» **AIM OF THE TASK**:
Rewrite the rows below as a numbered list, one row per number, and leave out the blank lines.

(Lines of data)
..........

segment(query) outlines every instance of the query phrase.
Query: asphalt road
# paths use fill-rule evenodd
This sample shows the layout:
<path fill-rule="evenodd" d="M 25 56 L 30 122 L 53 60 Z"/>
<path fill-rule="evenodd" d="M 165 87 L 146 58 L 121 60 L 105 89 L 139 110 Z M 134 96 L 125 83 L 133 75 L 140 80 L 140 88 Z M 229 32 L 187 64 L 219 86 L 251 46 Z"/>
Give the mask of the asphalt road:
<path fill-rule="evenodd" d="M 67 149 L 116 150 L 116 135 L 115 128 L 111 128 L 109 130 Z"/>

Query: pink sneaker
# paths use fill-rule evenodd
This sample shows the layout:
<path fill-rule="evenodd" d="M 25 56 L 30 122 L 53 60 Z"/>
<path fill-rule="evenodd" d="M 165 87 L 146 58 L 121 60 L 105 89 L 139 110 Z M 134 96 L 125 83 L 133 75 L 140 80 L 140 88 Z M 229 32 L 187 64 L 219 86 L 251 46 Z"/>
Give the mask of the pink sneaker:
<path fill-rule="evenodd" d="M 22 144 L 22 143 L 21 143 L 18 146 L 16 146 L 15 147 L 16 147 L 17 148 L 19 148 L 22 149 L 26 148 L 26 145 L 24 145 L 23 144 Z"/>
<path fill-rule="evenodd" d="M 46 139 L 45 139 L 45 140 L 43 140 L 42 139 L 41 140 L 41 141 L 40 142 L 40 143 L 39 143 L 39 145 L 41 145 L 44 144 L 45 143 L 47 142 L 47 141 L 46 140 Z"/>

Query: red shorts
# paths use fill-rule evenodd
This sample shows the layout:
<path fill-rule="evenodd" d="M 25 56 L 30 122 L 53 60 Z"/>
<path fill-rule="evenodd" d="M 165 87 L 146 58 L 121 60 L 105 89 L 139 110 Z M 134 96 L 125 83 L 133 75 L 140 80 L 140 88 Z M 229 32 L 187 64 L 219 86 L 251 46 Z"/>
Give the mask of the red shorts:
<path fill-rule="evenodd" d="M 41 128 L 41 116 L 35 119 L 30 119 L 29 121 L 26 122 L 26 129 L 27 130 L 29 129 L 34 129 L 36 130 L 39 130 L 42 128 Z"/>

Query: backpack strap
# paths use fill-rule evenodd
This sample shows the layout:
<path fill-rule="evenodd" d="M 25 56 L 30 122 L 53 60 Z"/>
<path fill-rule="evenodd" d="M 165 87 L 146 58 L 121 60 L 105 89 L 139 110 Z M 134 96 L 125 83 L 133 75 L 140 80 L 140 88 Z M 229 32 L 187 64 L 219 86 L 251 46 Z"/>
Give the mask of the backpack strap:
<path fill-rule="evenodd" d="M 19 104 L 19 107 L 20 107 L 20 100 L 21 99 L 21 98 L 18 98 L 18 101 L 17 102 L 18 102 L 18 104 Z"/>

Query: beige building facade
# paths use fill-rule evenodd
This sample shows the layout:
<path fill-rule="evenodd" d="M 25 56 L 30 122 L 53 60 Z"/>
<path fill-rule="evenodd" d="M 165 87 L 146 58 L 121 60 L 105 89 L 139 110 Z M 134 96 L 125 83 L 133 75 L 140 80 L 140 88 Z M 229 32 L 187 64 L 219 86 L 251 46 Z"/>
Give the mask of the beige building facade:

..........

» **TASK RESULT**:
1. segment(query) outlines every instance of the query phrase.
2. Query: asphalt road
3. # paths use fill-rule evenodd
4. This sample shows the layout:
5. <path fill-rule="evenodd" d="M 25 56 L 30 122 L 53 60 Z"/>
6. <path fill-rule="evenodd" d="M 165 87 L 146 58 L 121 60 L 105 89 L 139 110 Z M 134 96 L 125 83 L 133 75 L 140 80 L 140 88 Z M 229 32 L 187 64 L 219 86 L 251 46 Z"/>
7. Give the mask of the asphalt road:
8. <path fill-rule="evenodd" d="M 67 149 L 116 150 L 116 135 L 115 128 L 111 128 L 109 130 Z"/>
9. Query: pink sneaker
10. # paths use fill-rule evenodd
11. This sample shows the layout:
12. <path fill-rule="evenodd" d="M 25 56 L 30 122 L 53 60 Z"/>
13. <path fill-rule="evenodd" d="M 165 87 L 146 58 L 121 60 L 105 89 L 139 110 Z M 134 96 L 125 83 L 133 75 L 140 80 L 140 88 Z M 229 32 L 187 64 L 219 86 L 251 46 Z"/>
14. Give the mask of the pink sneaker:
15. <path fill-rule="evenodd" d="M 22 144 L 22 143 L 21 143 L 18 146 L 16 146 L 15 147 L 16 147 L 17 148 L 19 148 L 22 149 L 26 148 L 26 145 L 24 145 L 23 144 Z"/>
16. <path fill-rule="evenodd" d="M 46 139 L 45 139 L 45 140 L 43 140 L 42 139 L 41 140 L 41 141 L 40 142 L 40 143 L 39 143 L 39 145 L 41 145 L 44 144 L 45 143 L 47 142 L 47 141 L 46 140 Z"/>
17. Query: red shorts
18. # paths use fill-rule evenodd
19. This sample shows the layout:
20. <path fill-rule="evenodd" d="M 25 56 L 30 122 L 53 60 Z"/>
21. <path fill-rule="evenodd" d="M 165 87 L 146 58 L 121 60 L 105 89 L 139 110 Z M 134 96 L 125 83 L 133 75 L 140 80 L 140 88 Z M 229 32 L 187 64 L 219 86 L 251 46 Z"/>
22. Give the mask of the red shorts:
23. <path fill-rule="evenodd" d="M 41 128 L 41 116 L 35 119 L 30 119 L 29 121 L 26 122 L 26 129 L 27 130 L 29 129 L 34 129 L 36 130 L 39 130 L 42 128 Z"/>
24. Query: backpack strap
25. # paths use fill-rule evenodd
26. This sample shows the layout:
27. <path fill-rule="evenodd" d="M 25 56 L 30 122 L 53 60 Z"/>
28. <path fill-rule="evenodd" d="M 165 87 L 146 58 L 121 60 L 105 89 L 139 110 Z M 134 96 L 125 83 L 133 75 L 140 80 L 140 88 Z M 229 32 L 187 64 L 219 86 L 251 46 Z"/>
29. Give the mask of the backpack strap:
30. <path fill-rule="evenodd" d="M 19 104 L 19 107 L 20 107 L 20 100 L 21 99 L 21 98 L 18 98 L 18 101 L 17 102 L 18 102 L 18 104 Z"/>
31. Query: beige building facade
32. # paths use fill-rule evenodd
33. This sample shows the layout:
34. <path fill-rule="evenodd" d="M 25 56 L 30 122 L 53 60 Z"/>
35. <path fill-rule="evenodd" d="M 165 87 L 146 58 L 121 60 L 105 89 L 139 110 Z M 134 96 L 125 83 L 133 75 L 140 80 L 140 88 Z M 229 32 L 187 64 L 219 86 L 251 46 Z"/>
36. Give the mask of the beige building facade:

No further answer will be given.